>> START
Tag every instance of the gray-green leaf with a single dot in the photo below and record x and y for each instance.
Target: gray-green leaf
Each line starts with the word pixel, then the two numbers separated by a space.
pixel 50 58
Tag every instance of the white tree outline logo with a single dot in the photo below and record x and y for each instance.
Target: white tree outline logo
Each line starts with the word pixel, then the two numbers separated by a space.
>> END
Directive: Write out all the items again, switching "dot" to "point" everywhere it appears and changing nothing else.

Task answer:
Tag every instance of the gray-green leaf with a single point in the photo below and record x and y for each instance.
Target: gray-green leaf
Each line starts with the word pixel, then the two numbers separated by a space.
pixel 50 58
Tag every instance of the white tree outline logo with a single point in the photo below and record x and y for each instance.
Target: white tree outline logo
Each line starts with the word pixel, then the two numbers separated by a space.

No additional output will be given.